■ **Exercise input**
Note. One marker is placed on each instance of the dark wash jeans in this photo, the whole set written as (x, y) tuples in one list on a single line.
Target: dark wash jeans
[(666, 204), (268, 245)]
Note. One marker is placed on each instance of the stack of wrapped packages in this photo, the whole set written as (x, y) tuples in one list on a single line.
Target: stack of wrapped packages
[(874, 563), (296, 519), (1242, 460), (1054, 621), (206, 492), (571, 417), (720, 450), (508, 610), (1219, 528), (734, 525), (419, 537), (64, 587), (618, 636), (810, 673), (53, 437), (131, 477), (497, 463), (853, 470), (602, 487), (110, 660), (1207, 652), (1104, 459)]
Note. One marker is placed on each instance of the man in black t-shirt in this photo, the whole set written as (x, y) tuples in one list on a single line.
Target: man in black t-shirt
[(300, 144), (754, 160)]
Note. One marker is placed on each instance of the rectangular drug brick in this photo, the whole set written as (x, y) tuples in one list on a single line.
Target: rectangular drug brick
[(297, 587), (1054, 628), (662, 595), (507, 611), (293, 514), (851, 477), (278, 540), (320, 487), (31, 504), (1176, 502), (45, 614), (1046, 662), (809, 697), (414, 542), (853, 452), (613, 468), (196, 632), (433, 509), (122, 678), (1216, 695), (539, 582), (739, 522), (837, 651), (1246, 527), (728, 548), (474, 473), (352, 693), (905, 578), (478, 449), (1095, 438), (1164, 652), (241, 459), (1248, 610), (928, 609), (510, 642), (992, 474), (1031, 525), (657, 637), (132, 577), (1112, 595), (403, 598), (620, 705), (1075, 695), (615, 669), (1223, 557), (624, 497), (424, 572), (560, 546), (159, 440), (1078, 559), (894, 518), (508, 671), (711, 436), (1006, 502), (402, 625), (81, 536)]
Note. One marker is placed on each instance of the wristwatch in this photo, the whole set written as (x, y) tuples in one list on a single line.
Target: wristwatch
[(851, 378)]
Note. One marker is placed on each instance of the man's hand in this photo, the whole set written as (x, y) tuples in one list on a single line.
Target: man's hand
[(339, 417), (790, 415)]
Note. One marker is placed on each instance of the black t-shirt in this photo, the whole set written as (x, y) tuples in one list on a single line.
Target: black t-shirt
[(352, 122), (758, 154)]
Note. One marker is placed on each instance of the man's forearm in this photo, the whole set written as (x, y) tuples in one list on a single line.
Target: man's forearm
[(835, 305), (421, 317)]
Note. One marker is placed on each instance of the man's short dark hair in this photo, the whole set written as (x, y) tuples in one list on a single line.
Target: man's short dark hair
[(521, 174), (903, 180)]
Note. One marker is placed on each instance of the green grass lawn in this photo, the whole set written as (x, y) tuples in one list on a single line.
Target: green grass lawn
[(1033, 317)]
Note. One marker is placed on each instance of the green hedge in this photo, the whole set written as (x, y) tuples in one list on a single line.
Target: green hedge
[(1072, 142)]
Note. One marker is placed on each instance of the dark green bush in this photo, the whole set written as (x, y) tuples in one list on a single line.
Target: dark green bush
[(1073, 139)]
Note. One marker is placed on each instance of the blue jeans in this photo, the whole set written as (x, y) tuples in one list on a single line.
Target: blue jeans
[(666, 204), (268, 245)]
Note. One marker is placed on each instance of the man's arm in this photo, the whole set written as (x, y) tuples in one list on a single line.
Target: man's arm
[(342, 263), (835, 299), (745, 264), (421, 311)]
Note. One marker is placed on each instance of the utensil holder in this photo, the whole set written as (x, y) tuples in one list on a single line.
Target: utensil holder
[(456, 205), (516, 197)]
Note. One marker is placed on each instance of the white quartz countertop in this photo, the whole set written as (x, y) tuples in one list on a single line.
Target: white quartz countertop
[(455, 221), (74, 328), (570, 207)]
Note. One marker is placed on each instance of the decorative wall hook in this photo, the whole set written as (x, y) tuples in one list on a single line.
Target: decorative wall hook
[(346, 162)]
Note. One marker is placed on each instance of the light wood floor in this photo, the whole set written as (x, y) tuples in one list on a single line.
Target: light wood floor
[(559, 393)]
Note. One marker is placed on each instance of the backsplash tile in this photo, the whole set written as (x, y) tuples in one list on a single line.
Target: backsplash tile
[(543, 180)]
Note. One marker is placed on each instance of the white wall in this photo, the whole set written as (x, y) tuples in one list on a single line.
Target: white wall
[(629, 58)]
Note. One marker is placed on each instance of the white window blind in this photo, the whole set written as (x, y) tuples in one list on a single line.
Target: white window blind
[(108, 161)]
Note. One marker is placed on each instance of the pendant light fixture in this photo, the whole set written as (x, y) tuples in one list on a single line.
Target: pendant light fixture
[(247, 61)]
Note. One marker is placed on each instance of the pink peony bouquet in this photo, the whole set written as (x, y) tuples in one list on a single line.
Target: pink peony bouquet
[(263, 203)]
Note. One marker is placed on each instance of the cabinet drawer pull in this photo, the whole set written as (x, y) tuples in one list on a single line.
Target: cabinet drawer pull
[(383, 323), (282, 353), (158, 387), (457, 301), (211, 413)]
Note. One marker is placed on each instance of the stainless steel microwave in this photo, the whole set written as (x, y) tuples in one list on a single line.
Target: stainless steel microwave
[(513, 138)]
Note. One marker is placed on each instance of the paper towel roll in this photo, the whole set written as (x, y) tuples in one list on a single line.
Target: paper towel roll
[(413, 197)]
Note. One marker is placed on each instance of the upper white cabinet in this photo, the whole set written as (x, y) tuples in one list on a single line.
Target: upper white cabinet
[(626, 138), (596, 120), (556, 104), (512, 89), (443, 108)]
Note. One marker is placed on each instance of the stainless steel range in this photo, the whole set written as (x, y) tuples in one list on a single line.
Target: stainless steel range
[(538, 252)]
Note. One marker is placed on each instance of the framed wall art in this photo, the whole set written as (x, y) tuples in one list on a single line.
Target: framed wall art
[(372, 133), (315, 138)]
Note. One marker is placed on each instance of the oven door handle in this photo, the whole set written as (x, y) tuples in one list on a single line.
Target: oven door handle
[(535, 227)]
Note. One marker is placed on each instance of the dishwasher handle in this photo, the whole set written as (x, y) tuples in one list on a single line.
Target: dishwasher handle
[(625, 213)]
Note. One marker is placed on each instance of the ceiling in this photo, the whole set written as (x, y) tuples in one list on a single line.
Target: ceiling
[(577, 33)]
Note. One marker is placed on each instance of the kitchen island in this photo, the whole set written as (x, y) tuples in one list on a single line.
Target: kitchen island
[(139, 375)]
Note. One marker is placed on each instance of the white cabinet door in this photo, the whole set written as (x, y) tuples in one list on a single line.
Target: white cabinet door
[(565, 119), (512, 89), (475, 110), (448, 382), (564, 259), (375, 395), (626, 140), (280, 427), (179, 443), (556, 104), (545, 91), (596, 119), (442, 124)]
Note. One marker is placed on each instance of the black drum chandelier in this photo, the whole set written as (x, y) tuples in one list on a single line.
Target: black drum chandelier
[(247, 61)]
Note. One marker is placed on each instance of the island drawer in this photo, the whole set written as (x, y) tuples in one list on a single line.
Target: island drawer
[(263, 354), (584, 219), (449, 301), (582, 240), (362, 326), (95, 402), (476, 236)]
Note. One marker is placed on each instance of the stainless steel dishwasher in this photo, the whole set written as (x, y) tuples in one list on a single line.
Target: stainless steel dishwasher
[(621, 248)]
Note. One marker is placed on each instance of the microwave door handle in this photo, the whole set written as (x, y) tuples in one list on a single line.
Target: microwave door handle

■ **Set task**
Reproduce the material from the line containing "the white quartz" down to the line containing "[(383, 323), (282, 353), (158, 387), (457, 301), (211, 413)]", substituting "point" for every "marker" and leaving everything else as it stands.

■ **Task solution**
Note. One point is placed on each instance of the white quartz countertop in this photo, the whole set written as (x, y) tuples in one list on a single line.
Target: white quartz countertop
[(455, 221), (74, 328), (570, 207)]
Note. One point is placed on each instance of the decorative wall hook in this photo, the whole set written as (x, y) tuples in one list on a single line.
Target: decorative wall hook
[(346, 162)]
Note. One point is placed on each instance of the light wood floor in this photo, the whole set written as (x, y) tuples in one list on a single line.
Target: light wood floor
[(559, 393)]
Note. One point is placed on each instance of the backsplash tile in this photo, the whole set written as (x, y) tuples in one list on a single line.
Target: backsplash tile
[(543, 180)]
Note. One point is placed on each instance of the white wall in this photo, the whole set written as (x, y) tuples in one list on a single line.
Target: white wall
[(629, 58)]
Note. One point is placed on each instance of the white window blind in this photo, the whole set written as (x, y) tuples in one list on a single line.
Target: white window blind
[(108, 161)]
Note. One point is placed on each instance of the pendant light fixture in this photo, the whole set written as (x, y) tuples in one list on a single line.
Target: pendant light fixture
[(247, 61)]
Note. One point is placed on each instance of the pink peony bouquet in this photo, the whole set written as (x, y) tuples in one list on a single line.
Target: pink peony bouquet
[(263, 203)]
Note. One point is placed on each instance of the cabinet drawer pull in this photo, the whole set written as (x, y) tuples in one list on a single line.
Target: cabinet drawer pull
[(383, 323), (282, 353), (158, 387), (457, 301), (211, 413)]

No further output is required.